Your task is to retype each line of the data below exactly.

### Listed records
☆ ☆ ☆ ☆ ☆ ☆ ☆
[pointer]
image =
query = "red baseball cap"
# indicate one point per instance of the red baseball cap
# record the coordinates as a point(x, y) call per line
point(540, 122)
☆ ☆ ☆ ☆ ☆ ☆ ☆
### Solved problem
[pointer]
image =
query = "red baseball cap"
# indicate one point per instance of the red baseball cap
# record the coordinates as a point(x, y) call per line
point(540, 122)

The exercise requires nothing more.